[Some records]
◇ ◇ ◇ ◇ ◇
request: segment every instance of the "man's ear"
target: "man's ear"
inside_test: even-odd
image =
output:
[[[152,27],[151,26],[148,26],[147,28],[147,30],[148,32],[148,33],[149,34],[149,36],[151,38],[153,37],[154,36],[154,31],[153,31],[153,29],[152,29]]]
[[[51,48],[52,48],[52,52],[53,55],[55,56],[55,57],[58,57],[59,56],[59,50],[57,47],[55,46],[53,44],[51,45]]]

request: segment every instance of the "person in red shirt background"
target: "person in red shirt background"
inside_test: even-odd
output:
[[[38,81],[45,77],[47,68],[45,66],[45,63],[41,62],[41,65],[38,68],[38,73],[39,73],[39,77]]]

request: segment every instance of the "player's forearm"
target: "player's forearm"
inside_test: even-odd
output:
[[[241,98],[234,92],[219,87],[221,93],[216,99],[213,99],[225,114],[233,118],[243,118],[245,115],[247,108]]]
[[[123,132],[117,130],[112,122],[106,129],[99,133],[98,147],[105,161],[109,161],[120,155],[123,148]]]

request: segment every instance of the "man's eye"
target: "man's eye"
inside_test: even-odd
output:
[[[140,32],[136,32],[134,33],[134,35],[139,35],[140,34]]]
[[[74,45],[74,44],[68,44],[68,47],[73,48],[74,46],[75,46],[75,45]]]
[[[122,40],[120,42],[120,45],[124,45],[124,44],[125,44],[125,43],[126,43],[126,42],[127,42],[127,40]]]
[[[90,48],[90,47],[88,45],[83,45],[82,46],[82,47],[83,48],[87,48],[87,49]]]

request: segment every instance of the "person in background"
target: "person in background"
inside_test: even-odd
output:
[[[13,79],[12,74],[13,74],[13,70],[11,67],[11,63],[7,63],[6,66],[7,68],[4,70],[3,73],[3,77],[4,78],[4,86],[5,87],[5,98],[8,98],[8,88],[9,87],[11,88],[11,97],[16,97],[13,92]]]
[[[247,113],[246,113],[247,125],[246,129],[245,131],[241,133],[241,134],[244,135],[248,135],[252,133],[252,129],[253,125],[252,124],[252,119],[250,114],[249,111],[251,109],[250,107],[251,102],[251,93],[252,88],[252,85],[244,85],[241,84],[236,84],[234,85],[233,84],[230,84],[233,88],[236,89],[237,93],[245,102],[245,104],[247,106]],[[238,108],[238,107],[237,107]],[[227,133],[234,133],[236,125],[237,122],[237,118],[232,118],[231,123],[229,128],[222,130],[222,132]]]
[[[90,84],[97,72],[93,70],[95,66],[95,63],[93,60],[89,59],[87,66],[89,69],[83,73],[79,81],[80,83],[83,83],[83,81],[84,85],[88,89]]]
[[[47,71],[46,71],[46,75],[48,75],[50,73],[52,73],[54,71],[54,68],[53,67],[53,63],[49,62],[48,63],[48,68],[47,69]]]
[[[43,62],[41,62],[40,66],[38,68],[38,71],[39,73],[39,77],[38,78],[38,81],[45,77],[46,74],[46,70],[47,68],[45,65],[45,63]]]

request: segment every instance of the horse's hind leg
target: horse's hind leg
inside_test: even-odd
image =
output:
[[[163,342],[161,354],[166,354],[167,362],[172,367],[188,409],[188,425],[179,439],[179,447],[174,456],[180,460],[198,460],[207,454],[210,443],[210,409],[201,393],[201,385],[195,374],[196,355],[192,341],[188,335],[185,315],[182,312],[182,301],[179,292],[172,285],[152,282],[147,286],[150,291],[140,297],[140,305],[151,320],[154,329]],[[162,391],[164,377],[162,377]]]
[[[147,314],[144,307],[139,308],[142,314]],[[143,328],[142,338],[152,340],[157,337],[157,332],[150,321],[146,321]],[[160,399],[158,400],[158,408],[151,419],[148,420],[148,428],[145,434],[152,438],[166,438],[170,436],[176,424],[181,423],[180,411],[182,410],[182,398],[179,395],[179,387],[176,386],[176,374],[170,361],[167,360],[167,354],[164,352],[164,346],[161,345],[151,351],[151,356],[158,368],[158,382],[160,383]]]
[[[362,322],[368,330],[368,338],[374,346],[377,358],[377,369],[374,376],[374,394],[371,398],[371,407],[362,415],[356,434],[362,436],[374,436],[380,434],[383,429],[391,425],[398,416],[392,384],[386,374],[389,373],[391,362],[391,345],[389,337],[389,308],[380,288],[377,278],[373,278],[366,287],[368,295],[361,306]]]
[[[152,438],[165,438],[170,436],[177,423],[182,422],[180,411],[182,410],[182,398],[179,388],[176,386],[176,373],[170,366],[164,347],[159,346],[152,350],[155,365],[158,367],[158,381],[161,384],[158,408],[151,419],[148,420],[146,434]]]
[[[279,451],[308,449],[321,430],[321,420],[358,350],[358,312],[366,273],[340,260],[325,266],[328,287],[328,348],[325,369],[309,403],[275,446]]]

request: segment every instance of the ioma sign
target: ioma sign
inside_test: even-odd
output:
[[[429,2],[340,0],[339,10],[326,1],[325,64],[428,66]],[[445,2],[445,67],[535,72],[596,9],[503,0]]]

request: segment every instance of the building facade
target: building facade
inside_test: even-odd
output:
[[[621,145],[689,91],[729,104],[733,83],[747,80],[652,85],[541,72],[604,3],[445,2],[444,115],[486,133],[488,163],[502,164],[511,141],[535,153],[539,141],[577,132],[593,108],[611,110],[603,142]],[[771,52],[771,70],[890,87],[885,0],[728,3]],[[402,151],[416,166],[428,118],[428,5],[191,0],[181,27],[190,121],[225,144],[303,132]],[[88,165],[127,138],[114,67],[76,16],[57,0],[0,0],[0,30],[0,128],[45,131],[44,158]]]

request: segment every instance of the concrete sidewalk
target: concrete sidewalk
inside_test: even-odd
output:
◇ ◇ ◇ ◇ ◇
* _Task statement_:
Rewrite the stretch from the line containing "request: segment every instance of the concrete" through the end of the records, switching "sidewalk" to "pavement" and leaving everything else unchanged.

* _Complete output_:
request: segment every instance of the concrete pavement
target: concrete pavement
inside_test: even-odd
output:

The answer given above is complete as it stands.